INFORMATION GIVEN:
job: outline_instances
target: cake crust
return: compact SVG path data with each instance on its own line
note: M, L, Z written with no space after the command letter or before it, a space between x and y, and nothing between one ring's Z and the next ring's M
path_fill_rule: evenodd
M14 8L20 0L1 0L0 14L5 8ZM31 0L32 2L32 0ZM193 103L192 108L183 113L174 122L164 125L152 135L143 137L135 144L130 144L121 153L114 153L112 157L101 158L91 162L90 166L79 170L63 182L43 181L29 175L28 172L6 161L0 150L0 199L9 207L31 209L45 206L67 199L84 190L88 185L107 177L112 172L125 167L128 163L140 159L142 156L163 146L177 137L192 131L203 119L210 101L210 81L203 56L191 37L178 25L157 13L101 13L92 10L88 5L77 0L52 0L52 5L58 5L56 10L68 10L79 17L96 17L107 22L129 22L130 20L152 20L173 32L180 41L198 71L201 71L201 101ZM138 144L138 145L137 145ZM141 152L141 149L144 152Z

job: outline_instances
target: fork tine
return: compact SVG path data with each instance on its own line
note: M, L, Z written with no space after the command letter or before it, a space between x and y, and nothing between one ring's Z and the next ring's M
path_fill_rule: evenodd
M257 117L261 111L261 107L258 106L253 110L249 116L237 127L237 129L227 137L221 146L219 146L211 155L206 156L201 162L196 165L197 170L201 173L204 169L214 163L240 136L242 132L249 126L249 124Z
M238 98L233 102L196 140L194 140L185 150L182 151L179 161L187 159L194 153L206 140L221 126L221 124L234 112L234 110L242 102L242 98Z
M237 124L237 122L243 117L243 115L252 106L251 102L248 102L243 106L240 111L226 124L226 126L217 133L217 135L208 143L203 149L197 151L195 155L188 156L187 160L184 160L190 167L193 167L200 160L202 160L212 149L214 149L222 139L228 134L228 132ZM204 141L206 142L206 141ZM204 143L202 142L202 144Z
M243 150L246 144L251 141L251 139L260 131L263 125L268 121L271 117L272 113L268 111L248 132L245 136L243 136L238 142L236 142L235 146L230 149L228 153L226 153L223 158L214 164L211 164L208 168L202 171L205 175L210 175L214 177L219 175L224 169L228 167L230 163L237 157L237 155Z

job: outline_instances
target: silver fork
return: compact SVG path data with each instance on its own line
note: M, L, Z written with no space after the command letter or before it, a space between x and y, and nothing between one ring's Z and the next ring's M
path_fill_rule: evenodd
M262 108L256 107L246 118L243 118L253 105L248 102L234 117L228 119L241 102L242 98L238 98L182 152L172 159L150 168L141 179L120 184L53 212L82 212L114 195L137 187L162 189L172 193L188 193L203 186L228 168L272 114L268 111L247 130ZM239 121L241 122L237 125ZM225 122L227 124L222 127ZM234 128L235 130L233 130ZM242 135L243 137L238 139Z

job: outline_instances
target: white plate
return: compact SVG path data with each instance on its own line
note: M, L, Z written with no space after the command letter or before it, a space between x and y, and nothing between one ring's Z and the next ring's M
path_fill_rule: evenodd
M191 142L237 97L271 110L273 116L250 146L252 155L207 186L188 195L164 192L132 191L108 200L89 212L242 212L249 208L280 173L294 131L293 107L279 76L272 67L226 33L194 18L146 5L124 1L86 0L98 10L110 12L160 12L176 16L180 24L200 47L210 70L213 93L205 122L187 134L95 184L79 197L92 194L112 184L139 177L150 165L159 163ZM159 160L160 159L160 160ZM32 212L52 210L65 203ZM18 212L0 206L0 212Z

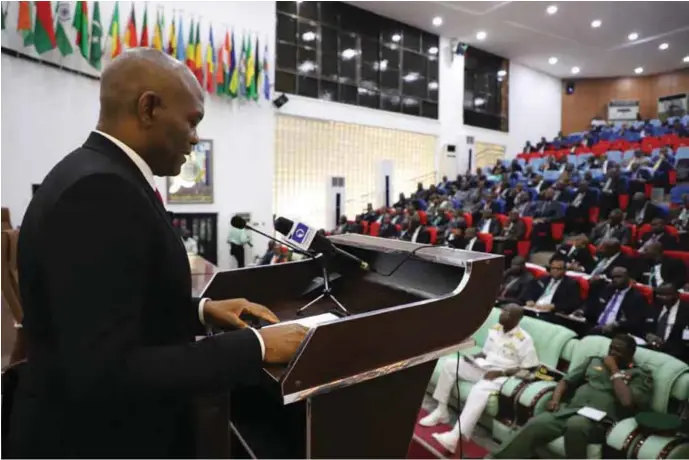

INSTRUCTIONS FOR THE TASK: Starting at the first line of the material above, reproduce each line exactly up to and including the line with "target: fork tine".

ANSWER SECTION:
job: outline_instances
target: cake crust
return: compact SVG path data with each instance on its own line
note: M, L, Z written with no space after the command letter or before it, a space between x and y, and nothing between one ring's Z and the next ring's M
path_fill_rule: evenodd
M14 8L20 0L1 0L0 14L5 8ZM31 0L32 2L32 0ZM193 103L192 108L183 113L174 122L164 125L152 135L143 137L135 144L130 144L121 153L114 153L112 157L101 158L91 162L90 166L79 170L63 182L43 181L29 175L28 172L6 161L0 150L0 199L9 207L31 209L45 206L67 199L84 190L88 185L107 177L112 172L125 167L128 163L140 159L142 156L163 146L177 137L192 131L203 119L210 101L210 81L203 56L191 37L178 25L157 13L101 13L92 10L88 5L77 0L52 0L52 5L58 5L56 10L68 10L79 17L96 17L107 22L129 22L130 20L152 20L173 32L180 41L198 71L201 71L201 101ZM138 144L138 145L137 145ZM141 152L141 149L144 152Z

job: outline_instances
target: fork tine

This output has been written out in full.